→ Task details
Retype every record below exactly as it appears.
━━ Records to process
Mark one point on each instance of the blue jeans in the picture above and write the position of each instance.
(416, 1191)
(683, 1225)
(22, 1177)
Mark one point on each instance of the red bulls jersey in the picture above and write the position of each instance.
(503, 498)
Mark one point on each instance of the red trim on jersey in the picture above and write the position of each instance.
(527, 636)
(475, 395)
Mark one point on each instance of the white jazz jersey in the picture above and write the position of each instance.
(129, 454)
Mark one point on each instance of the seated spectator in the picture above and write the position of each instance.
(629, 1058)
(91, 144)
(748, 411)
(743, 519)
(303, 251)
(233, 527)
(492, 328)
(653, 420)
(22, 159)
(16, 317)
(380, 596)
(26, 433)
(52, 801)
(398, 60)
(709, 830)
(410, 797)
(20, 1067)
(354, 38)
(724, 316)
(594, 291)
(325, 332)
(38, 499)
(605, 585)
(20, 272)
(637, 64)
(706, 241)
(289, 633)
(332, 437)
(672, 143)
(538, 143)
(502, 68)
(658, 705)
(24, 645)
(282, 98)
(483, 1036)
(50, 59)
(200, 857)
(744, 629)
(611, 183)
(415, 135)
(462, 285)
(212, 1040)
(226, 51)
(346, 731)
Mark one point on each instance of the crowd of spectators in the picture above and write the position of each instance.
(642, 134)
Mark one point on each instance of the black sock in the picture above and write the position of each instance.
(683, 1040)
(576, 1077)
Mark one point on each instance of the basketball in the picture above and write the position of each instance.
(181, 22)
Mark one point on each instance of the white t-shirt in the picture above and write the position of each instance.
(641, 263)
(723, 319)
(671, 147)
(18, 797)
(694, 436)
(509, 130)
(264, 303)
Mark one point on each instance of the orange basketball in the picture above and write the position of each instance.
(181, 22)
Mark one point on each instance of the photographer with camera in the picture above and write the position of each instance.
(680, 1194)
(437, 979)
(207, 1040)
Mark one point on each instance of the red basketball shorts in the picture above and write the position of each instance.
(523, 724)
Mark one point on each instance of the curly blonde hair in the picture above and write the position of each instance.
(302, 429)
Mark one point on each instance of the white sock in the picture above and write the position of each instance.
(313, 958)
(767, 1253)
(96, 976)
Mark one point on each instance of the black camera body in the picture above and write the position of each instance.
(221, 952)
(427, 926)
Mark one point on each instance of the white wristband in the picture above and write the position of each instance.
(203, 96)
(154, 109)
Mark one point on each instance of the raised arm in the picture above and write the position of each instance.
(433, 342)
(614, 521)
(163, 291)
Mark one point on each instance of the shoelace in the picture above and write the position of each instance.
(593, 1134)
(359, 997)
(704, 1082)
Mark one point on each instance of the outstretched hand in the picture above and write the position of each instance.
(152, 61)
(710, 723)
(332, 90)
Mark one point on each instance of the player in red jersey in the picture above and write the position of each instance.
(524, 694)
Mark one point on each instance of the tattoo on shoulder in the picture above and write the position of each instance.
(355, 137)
━━━━
→ Task solution
Mark one point on each instance of the blue jeans in the picture above and write the position of each instance.
(416, 1191)
(683, 1225)
(22, 1177)
Mark one point on each instance of the red bulls jersey in the picture above and write the position of each instance.
(503, 498)
Mark one point on each instance of the red trim on jersey in the picture above and write the position of each instance.
(527, 636)
(475, 395)
Mark one point on each instance of the white jazz jersey in the picture above and write the position of each instance.
(129, 454)
Mark one point on each instance of the seated spectator in the picture above and write the position of each instance.
(629, 1058)
(91, 144)
(748, 411)
(743, 519)
(303, 251)
(233, 527)
(492, 328)
(653, 420)
(22, 159)
(16, 317)
(380, 596)
(26, 433)
(52, 801)
(398, 60)
(709, 830)
(410, 797)
(20, 1067)
(354, 38)
(724, 316)
(594, 291)
(325, 332)
(38, 499)
(605, 585)
(20, 272)
(637, 64)
(706, 241)
(289, 633)
(332, 437)
(672, 143)
(538, 143)
(502, 68)
(658, 705)
(24, 645)
(282, 98)
(483, 1036)
(50, 59)
(200, 857)
(744, 629)
(611, 183)
(415, 135)
(462, 285)
(212, 1040)
(226, 51)
(346, 731)
Mark one point on each instance of the crowd of spectators in the picture above and write the position of each instance.
(642, 134)
Mark one point on each instance of the black sock in the picture above and write the position of each instance.
(683, 1040)
(576, 1077)
Mark one point on each instance of the basketball in the picture above and write the position of each instance.
(181, 22)
Mark one point on each instance of the white t-shirt in the picture above and write the position of each instance.
(641, 263)
(723, 319)
(671, 147)
(18, 797)
(694, 436)
(509, 130)
(264, 303)
Mark one point on each instance of the orange basketball in the picture above and write the position of each instance.
(181, 22)
Mark one point on each instance of the photographer with camera in the picture above and write the position of each instance.
(680, 1194)
(437, 979)
(207, 1040)
Mark one point on each instance of the red basketball shorts in the picture above and write the position of each instance.
(523, 724)
Mark one point on each instance of the curly blonde hair in the picture above and write the position of each instance.
(302, 429)
Mark one point on each instance of the white sock in the picture above and write the position of each instance.
(313, 958)
(767, 1253)
(96, 976)
Mark one point on each instance of the black camera body in the picture above and write the position of each instance.
(221, 952)
(427, 926)
Mark one point on each instance of the white wristband in the picture above and write the position of each instance.
(203, 96)
(154, 109)
Mark one point on each instance of the raised arm in the picture above and write the position of each instance.
(433, 342)
(614, 521)
(163, 291)
Mark one point on each instance of the shoelace in the picture above and write the position of each instance.
(593, 1134)
(359, 997)
(704, 1082)
Mark one point on each instance of the outstretched hand in the picture above and write the position of each instance.
(152, 61)
(710, 723)
(332, 90)
Mark one point on each instance of the player in red jersey in the picture above and write the position of each instance.
(524, 694)
Mark one point on each instance of the tattoo on shoulder in the picture above and write the position of each instance.
(355, 137)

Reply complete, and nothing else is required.